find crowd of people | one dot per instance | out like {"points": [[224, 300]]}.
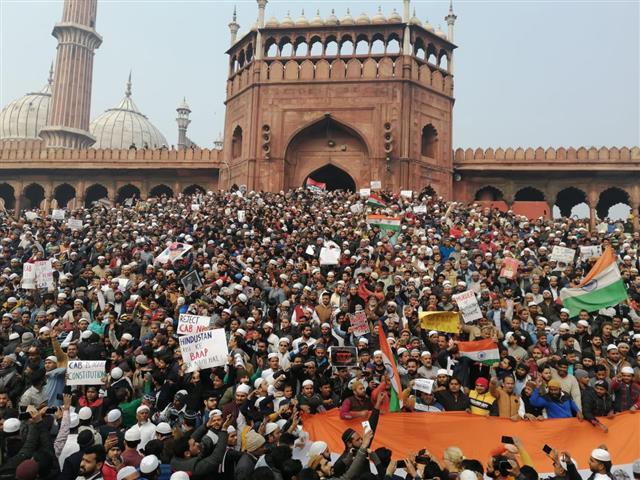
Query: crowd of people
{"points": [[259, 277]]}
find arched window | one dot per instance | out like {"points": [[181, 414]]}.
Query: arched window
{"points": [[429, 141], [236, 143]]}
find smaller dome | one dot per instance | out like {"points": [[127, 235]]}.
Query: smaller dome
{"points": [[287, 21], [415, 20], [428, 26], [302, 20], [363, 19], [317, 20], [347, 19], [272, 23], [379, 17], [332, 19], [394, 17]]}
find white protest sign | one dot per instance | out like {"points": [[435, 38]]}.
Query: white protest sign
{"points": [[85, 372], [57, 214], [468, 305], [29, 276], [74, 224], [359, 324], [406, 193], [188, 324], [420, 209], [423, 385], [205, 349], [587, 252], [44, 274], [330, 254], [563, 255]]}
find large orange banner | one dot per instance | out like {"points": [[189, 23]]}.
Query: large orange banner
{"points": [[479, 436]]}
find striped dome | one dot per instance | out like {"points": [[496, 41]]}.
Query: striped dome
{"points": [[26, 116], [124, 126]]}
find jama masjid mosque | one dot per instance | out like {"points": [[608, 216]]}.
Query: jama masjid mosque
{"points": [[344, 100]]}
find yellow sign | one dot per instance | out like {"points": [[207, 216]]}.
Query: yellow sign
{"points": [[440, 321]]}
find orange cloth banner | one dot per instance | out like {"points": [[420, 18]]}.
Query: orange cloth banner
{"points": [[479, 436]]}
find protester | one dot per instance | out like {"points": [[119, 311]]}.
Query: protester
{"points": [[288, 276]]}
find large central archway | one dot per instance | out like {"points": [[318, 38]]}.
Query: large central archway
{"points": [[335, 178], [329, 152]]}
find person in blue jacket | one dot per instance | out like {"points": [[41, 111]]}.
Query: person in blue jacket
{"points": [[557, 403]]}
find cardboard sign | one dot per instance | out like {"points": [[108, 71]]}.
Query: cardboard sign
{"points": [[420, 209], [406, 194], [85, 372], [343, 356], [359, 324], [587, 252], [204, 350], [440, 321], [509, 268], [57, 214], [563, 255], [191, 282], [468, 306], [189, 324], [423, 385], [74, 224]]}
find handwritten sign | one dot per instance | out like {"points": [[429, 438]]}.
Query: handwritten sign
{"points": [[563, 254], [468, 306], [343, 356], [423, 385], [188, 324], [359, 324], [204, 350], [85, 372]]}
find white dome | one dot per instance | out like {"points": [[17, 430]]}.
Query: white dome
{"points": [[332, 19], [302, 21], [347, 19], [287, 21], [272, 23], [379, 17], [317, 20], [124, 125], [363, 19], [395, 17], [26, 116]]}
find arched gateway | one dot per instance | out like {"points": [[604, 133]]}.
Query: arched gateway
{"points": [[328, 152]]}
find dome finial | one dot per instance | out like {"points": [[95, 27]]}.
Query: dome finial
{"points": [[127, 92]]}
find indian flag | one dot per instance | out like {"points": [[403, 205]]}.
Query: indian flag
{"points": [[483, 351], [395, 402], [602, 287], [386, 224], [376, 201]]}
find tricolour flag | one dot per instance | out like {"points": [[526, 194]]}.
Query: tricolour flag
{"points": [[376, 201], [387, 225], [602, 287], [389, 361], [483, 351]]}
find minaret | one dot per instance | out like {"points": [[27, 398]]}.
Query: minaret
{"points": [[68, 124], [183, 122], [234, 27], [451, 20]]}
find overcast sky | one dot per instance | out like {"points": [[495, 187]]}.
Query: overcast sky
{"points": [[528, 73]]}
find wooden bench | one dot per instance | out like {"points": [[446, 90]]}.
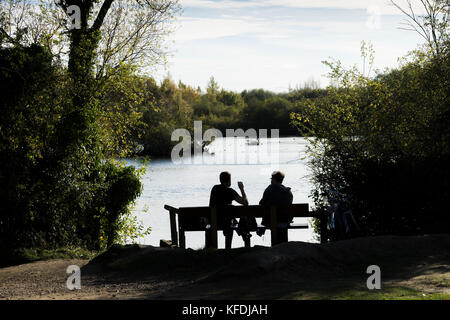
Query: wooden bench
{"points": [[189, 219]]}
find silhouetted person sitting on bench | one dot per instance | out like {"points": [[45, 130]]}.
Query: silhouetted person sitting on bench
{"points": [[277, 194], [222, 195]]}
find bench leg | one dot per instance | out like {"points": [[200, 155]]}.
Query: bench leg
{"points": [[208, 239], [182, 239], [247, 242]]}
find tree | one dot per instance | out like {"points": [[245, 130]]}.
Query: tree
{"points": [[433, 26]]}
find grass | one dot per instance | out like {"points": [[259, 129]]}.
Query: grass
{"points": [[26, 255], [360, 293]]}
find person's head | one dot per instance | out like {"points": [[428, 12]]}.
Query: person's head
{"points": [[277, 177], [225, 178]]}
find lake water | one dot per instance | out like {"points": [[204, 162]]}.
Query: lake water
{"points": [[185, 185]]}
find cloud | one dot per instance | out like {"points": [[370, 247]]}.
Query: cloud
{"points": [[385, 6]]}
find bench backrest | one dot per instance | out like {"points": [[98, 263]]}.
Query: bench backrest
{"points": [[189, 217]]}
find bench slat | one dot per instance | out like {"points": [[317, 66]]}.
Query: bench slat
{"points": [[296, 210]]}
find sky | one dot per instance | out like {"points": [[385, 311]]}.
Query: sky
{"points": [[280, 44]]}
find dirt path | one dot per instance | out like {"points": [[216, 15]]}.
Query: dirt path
____________________
> [DIRECTIVE]: Every line from the one with "find wooden bench" through the last line of the material gets printed exactly, and nothing more. Omit the pictures.

> [TASK ANSWER]:
find wooden bench | one dot per instance | out like {"points": [[446, 90]]}.
Query: wooden bench
{"points": [[189, 219]]}
find silhouetted person sitting on bench | one dot per instance | out like {"points": [[45, 130]]}.
Query: silhouetted person sitting on bench
{"points": [[277, 194], [222, 195]]}
find bench leg | one dot per instance | out like {"points": [[200, 155]]}.
Query: bench leg
{"points": [[208, 239], [182, 239], [247, 242]]}
find tree | one dot per instance | out like {"points": [[245, 130]]}.
Query: tree
{"points": [[433, 26]]}
find grass | one dot per instance | out like {"points": [[259, 129]]}.
Query: grass
{"points": [[26, 255], [360, 293]]}
find person's head | one dot per instance | out like {"points": [[428, 12]]}.
Query: person's head
{"points": [[277, 177], [225, 178]]}
find lake water | one dot per instance | out like {"points": [[204, 162]]}.
Query: lake water
{"points": [[185, 185]]}
find cloud | one dot per instance | out like {"points": [[370, 247]]}.
Query: cloud
{"points": [[385, 6]]}
find bench backrest | one dot per instance | out like {"points": [[98, 263]]}.
Query: bench backrest
{"points": [[189, 217]]}
find bench slat | one dot per instance | out like {"points": [[317, 66]]}.
Query: bench slat
{"points": [[296, 210]]}
find sky | one dot per instance | out like {"points": [[385, 311]]}.
Query: sky
{"points": [[280, 44]]}
find dirt path | one dot per instance | out like {"points": [[216, 15]]}.
Query: dirt path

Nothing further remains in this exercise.